Measure to manage: While Keysor has harnessed the power of pairing her “analytical mind” with her “creative mind” to plan and problem solve, she’s led the way in surveying patients and customers to ensure that she and her department are hitting the mark. In fact, her benchmarking acumen has impacted facilities nationwide through her involvement in the National Society for Healthcare Foodservice Management (HFM). As she says: “Financial experts will tell you that you can’t manage what you can’t measure. The culinary is very important but it’s also the business administration. You’re managing multi-millions of dollars of expense and revenue. I often wish I had my MBA. It should be a qualification for this business.”
At MMC, Keysor has been involved in benchmarking since the mid 1980s and, through HFM, she aimed (especially during her year as president in 2000 to 2001) to improve the methodology. “I was involved in negotiating a partnership with Solucient and HFM to get them to use HFM’s benchmark protocols so the industry could have one method of counting,” she explains. “Up to that time, the industry had two different methods of counting that were used for tracking productivity; that was confusing to administration and to the operators. Operator members realize that benchmarking is the ‘road to the gold.’ The [HFM Express] program not only helps healthcare operators make meaningful changes that will improve their programs, but data can be used by administrators to evaluate foodservice programs.”

## Supplied records
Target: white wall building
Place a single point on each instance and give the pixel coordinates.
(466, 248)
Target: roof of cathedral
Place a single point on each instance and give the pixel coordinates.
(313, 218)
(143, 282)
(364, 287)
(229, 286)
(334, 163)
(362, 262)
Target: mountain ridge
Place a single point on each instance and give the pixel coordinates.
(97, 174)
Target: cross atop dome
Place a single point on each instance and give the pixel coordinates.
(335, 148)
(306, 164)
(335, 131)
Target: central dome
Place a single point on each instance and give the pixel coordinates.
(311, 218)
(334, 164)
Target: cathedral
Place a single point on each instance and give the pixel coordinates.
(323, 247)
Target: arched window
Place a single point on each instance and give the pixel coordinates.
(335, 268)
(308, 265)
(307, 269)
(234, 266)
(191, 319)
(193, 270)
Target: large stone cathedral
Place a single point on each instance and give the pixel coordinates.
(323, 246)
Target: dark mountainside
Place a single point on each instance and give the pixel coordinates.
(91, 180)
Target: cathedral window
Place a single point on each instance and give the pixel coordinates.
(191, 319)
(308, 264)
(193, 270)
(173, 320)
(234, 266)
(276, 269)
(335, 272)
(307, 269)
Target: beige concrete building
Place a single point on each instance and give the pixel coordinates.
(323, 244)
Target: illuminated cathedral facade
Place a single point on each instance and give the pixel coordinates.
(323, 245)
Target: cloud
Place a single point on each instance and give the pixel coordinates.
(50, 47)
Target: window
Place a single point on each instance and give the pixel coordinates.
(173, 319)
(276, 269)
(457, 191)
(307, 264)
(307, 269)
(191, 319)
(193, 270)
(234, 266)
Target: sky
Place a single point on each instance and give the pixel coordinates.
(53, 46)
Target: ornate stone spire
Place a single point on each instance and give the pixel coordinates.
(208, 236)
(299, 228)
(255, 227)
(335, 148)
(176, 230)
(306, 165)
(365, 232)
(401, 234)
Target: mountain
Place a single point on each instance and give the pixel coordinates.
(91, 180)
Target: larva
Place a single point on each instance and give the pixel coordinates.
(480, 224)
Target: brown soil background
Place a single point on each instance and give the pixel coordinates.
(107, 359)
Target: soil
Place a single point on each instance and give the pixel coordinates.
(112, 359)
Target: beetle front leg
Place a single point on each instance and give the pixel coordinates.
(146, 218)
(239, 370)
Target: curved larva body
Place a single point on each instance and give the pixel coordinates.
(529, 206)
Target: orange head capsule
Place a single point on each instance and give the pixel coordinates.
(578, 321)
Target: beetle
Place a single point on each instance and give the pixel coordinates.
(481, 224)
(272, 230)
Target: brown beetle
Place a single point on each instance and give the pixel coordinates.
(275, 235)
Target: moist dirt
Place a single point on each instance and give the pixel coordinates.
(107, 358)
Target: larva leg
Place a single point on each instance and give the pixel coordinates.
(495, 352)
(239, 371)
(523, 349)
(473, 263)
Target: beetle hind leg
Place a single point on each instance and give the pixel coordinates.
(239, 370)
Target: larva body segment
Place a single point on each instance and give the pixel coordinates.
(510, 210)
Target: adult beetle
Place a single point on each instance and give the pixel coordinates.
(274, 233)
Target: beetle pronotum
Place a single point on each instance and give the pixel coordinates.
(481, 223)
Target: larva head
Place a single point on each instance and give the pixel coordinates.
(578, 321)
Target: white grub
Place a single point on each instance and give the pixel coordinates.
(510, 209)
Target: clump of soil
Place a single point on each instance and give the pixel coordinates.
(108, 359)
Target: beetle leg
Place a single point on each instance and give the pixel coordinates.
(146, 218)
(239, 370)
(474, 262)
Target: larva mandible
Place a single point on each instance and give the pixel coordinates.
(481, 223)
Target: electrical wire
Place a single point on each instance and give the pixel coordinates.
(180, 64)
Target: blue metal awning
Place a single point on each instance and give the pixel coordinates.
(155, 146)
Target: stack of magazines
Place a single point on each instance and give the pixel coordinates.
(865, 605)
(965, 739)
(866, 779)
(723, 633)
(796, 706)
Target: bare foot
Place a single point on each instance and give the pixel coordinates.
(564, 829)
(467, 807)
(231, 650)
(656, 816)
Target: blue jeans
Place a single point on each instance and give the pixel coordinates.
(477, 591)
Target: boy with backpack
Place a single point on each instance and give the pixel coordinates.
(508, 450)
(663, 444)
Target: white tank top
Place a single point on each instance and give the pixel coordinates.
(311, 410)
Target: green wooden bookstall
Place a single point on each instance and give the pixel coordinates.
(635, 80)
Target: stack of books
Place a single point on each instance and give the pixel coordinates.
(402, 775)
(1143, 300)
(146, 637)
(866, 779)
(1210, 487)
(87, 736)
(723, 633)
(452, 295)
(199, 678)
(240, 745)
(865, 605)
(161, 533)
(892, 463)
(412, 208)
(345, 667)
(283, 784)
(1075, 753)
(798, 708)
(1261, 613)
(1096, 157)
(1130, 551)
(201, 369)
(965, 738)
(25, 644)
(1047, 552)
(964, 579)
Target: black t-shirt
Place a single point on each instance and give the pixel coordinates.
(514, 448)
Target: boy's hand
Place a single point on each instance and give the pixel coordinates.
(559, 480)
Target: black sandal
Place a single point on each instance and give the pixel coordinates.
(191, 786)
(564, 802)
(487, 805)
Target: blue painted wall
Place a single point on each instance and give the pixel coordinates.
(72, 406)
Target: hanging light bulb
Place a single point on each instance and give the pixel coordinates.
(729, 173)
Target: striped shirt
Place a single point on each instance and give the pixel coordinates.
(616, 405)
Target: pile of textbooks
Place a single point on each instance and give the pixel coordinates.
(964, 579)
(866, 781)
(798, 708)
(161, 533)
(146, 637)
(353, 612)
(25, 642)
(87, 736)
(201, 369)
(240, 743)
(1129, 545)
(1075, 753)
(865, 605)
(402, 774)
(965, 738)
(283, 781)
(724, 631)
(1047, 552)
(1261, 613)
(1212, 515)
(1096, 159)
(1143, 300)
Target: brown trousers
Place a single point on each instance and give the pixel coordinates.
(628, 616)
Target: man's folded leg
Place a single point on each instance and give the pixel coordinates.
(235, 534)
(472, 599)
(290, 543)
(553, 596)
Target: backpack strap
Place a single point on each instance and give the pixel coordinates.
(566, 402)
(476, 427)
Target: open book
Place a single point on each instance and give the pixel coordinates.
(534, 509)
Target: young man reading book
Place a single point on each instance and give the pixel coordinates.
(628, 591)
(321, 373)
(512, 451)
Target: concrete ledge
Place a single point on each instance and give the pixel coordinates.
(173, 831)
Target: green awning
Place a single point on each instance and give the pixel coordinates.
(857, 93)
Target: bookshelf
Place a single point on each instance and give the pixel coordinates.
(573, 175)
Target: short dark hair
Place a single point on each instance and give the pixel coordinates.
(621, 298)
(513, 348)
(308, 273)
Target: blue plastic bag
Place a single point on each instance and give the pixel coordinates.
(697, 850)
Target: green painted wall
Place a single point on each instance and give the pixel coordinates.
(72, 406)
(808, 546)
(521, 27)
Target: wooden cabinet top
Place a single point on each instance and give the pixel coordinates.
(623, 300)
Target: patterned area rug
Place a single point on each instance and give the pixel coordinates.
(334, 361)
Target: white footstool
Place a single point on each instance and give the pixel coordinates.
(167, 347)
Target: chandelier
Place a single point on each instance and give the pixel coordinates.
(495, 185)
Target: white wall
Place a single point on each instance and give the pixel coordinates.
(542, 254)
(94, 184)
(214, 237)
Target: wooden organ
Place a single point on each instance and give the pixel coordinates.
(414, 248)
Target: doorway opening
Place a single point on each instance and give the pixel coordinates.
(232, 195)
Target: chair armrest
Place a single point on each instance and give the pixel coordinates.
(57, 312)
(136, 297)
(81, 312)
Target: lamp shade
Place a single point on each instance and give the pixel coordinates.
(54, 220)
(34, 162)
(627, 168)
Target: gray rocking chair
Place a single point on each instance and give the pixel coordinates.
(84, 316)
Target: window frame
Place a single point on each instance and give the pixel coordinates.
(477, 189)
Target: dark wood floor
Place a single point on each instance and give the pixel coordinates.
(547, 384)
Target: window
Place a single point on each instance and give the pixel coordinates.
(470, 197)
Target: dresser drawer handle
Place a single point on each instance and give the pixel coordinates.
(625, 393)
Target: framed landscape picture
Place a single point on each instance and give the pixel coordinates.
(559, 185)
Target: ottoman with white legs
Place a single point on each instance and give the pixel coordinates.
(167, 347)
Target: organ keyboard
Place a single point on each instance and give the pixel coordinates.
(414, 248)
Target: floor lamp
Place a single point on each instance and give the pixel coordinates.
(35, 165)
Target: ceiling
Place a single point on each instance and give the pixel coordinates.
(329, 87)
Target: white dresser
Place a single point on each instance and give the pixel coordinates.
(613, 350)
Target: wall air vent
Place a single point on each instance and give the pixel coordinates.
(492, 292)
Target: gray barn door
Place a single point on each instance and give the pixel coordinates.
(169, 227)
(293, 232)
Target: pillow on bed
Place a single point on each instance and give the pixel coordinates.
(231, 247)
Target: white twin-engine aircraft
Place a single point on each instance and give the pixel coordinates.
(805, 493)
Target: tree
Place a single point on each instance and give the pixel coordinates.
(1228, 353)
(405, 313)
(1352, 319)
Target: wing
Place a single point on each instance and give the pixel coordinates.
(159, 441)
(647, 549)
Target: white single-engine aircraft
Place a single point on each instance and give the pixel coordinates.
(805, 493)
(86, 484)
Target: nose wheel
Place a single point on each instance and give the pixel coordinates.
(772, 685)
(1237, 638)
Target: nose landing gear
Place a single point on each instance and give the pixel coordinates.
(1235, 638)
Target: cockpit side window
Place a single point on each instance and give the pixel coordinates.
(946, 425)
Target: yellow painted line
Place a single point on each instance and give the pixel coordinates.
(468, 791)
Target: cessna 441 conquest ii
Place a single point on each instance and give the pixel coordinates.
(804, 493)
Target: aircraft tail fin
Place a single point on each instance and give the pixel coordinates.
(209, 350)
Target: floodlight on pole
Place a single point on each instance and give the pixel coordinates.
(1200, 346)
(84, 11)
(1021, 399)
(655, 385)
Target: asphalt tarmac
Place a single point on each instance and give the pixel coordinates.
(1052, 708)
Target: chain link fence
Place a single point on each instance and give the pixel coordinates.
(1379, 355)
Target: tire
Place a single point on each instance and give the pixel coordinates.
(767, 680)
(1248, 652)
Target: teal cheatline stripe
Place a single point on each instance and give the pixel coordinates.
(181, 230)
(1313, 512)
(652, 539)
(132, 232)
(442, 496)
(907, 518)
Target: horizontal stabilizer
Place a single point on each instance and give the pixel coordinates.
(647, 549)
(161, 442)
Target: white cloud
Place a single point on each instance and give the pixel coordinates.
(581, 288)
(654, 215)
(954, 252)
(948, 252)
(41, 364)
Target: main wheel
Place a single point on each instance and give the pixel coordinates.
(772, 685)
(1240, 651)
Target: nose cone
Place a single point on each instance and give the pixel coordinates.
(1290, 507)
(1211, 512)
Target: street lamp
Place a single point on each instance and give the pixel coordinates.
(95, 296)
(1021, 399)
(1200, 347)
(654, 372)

## Task requirements
**1)** Say whether each statement below agrees with the text on Keysor's benchmarking work. Answer yes or no, and quote the deciding words from that text.
(a) Keysor served as HFM president from 2000 to 2001.
(b) Before the partnership with Solucient, the industry relied on a single counting method.
(c) Keysor holds an MBA.
**2)** Pick up the text on Keysor's benchmarking work after its final sentence and carry it forward.

## Answers for this exercise
**1)**
(a) Yes: "especially during her year as president in 2000 to 2001"
(b) No: "Up to that time, the industry had two different methods of counting that were used for tracking productivity"
(c) No: "I often wish I had my MBA."

**2)**
Keysor has also championed partnerships with manufacturers and encouraged their participation in HFM in advisory positions. “The partnership between the end user and the manufacturer is very important, and you have to make sure both get what they want,” she says. “Together I think we can make some good changes.”
Art as business: Having determined that now is the time to segue into retirement and find more time for her art, Keysor sees whole new vistas of learning opening up ahead. “I’ve moved from painting to folk art to illustration. I want to take illustration methods and apply them to tiles—I’ve been doing tiles for about five months now—and perhaps link up with a decorative tile company. I’d design a tile to use as a trivet or in a kitchen or bathroom wall. I’m working on this business plan now and learning digital photography, Web site design, production and marketing. This is all new and exciting—and sometimes scary—but I’m a risk taker so I’m ready to try this.”
Board business: But Keysor is not stepping away entirely from the healthcare management realm, since the ceo of MMC’s health system is chairman of the board of a community venture—Piper Shores, a continuing care retirement community—and has asked her to be one of the directors. Based upon her track record at MMC, she’ll soon know all the details as reflected in the numbers because, as she has often said, “Managing by numbers can be powerful.”